• _Problem_
All entries below are to be set down again, identical to the source.
(Beginning of Data supplied)
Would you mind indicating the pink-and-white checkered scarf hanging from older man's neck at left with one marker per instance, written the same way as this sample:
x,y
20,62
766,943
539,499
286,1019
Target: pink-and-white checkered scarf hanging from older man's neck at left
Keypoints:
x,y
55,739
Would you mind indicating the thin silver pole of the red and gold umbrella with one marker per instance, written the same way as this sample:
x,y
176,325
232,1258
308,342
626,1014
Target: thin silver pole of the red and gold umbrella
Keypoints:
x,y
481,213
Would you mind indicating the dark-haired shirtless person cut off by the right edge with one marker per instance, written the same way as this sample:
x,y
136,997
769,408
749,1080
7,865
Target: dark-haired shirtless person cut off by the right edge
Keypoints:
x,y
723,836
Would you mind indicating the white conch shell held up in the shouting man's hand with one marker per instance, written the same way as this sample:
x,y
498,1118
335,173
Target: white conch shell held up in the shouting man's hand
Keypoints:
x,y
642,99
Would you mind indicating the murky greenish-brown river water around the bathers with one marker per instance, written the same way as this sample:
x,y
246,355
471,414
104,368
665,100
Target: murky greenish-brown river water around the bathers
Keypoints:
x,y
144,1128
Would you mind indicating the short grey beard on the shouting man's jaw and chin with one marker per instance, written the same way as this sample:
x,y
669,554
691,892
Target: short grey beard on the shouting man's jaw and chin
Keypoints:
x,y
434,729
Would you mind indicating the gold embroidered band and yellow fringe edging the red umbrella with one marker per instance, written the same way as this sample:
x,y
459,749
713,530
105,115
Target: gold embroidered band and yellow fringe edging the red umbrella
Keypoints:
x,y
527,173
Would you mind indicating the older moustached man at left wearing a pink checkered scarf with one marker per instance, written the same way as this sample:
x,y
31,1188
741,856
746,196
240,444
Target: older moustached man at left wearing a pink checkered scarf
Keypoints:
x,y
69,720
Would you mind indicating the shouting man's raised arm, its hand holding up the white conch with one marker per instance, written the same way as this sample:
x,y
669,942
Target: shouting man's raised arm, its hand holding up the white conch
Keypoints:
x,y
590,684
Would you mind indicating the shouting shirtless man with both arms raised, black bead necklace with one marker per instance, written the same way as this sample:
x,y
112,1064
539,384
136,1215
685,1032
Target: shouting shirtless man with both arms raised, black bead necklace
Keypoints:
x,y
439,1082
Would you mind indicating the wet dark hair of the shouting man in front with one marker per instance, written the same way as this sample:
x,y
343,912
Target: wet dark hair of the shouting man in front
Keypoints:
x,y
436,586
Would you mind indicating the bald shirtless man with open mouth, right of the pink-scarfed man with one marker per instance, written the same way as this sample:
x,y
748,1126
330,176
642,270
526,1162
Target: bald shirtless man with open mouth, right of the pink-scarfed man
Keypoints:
(End of Data supplied)
• _Worked solution_
Would you mind indicating the pink-and-white checkered scarf hanging from older man's neck at left with one marker per instance, written the same way as this sample:
x,y
20,62
766,943
539,499
286,1019
Target: pink-and-white checkered scarf hanging from older man's neck at left
Keypoints:
x,y
55,739
Would you mind indicating the thin silver pole of the red and gold umbrella with one marker per instance, written the same way as this sample:
x,y
176,325
232,1258
308,342
626,1014
Target: thin silver pole of the red and gold umbrella
Keypoints:
x,y
481,213
Would you mind indicating the dark-haired shirtless person cut off by the right edge with one marker per instance, written the same way as this sample:
x,y
136,997
769,408
749,1080
7,865
Target: dark-haired shirtless person cut off by the right edge
Keypoints:
x,y
723,836
Would you mind indicating the white conch shell held up in the shouting man's hand with one marker per instance, written the same way as this sample:
x,y
498,1118
335,173
Target: white conch shell held up in the shouting man's hand
Keypoints:
x,y
642,99
Would you mind indicating the murky greenish-brown river water around the bathers with one marker per instance, written the same way as this sample:
x,y
246,355
471,414
104,368
665,100
Target: murky greenish-brown river water around the bathers
Keypoints:
x,y
144,1128
Would you mind indicating the short grey beard on the shouting man's jaw and chin with one marker per instance, written the same way as this sample:
x,y
669,554
691,892
Target: short grey beard on the shouting man's jaw and chin
Keypoints:
x,y
434,729
Would you mind indicating the gold embroidered band and yellow fringe edging the red umbrella with one marker per instance, written the same way as this sample:
x,y
459,749
713,530
105,115
Target: gold embroidered band and yellow fringe edging the red umbrella
Keypoints:
x,y
527,173
Would you mind indicating the older moustached man at left wearing a pink checkered scarf with one marker per instance, written the same way as this sample:
x,y
31,1188
741,856
746,196
240,444
Target: older moustached man at left wearing a pink checkered scarf
Keypoints:
x,y
69,720
Would you mind indicating the shouting man's raised arm, its hand holding up the white conch with one marker per instance, written the same way as this sample:
x,y
669,942
Target: shouting man's raised arm, its hand holding up the white conch
Keypoints:
x,y
590,684
Would you mind indicating the shouting shirtless man with both arms raised, black bead necklace with one marker per instance, written the same way as this sample:
x,y
112,1064
539,384
136,1215
685,1032
Target: shouting shirtless man with both arms raised, black bead necklace
Keypoints:
x,y
439,1082
Would you mind indicating the wet dark hair of the shouting man in front with one marker per instance, written the same way as this sample:
x,y
343,912
Target: wet dark hair of the shouting man in front
Keypoints:
x,y
436,586
Would you mind indicating the bald shirtless man with open mouth, right of the pink-scarfed man with one marker per instance, written the same way as this sample:
x,y
748,1126
330,176
642,270
526,1162
Target: bald shirtless man with open mouth, right of the pink-scarfed man
Keypoints:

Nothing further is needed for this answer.